§ Given entries
- - - - - - -

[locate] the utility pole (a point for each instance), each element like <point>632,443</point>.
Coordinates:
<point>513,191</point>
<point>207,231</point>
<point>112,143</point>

- - - - - - -

§ Problem to solve
Retype the data above word for word, keeping every line as it stands.

§ Right answer
[locate] the utility pole (a point for each instance), each element like <point>632,443</point>.
Coordinates:
<point>513,191</point>
<point>207,231</point>
<point>112,143</point>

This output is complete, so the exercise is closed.